-- Data supplied follows --

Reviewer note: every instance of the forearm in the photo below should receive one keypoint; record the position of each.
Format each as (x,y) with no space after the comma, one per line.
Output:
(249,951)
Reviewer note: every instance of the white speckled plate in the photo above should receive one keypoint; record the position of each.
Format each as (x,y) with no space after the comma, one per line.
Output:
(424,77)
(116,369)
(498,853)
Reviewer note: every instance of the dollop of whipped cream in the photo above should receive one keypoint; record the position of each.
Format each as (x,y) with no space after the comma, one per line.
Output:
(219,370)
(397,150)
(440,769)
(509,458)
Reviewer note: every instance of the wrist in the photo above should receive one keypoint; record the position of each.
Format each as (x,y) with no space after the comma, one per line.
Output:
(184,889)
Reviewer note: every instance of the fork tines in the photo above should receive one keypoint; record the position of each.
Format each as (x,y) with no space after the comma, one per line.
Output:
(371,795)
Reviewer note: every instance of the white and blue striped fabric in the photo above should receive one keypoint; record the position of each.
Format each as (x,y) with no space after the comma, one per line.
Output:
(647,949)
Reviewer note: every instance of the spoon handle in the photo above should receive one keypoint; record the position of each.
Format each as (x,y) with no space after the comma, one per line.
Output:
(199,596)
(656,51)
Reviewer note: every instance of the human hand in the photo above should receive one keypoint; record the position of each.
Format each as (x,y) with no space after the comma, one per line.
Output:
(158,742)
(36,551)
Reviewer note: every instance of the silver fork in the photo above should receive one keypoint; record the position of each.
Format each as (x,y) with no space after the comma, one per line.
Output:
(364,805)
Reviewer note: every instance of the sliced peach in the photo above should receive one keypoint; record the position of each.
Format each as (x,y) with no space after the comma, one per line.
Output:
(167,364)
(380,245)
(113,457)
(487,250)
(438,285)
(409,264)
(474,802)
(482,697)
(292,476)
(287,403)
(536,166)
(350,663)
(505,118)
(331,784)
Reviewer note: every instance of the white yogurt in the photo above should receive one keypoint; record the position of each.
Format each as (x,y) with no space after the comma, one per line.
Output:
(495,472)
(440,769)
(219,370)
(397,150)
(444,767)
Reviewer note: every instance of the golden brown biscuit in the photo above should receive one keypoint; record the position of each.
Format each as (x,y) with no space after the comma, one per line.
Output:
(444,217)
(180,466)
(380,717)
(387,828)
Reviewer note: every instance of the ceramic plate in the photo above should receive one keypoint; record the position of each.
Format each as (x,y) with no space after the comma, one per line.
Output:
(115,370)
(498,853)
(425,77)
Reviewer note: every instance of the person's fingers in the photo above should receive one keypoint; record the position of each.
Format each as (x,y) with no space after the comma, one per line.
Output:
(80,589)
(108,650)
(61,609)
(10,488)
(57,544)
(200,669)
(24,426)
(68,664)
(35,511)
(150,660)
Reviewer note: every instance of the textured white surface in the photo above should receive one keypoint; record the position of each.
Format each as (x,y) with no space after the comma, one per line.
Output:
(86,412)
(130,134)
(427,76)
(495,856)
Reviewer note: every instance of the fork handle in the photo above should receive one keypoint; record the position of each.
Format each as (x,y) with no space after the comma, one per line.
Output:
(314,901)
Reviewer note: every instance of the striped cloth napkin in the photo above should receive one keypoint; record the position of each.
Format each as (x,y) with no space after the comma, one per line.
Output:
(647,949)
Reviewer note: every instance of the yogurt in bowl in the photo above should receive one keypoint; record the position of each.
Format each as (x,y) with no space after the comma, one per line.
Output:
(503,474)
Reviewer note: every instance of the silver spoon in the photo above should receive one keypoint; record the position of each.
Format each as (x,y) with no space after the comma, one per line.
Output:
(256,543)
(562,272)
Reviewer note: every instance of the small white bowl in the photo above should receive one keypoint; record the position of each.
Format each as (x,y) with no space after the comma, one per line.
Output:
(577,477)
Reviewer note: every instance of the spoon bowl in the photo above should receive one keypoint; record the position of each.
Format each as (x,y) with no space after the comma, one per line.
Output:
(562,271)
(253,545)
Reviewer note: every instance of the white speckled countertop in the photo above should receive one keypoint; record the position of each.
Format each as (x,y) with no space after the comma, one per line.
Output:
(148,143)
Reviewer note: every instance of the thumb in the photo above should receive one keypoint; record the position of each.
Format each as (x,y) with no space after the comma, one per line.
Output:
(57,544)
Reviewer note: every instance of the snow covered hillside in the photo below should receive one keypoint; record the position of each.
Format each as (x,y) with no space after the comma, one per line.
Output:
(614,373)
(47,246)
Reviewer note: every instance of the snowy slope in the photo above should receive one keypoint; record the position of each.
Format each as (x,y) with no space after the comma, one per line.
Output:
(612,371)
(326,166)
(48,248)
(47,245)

-- Data supplied concluded --

• Problem to work on: Respond with only the number of lines in the records that include the word "handle".

• Task result: 2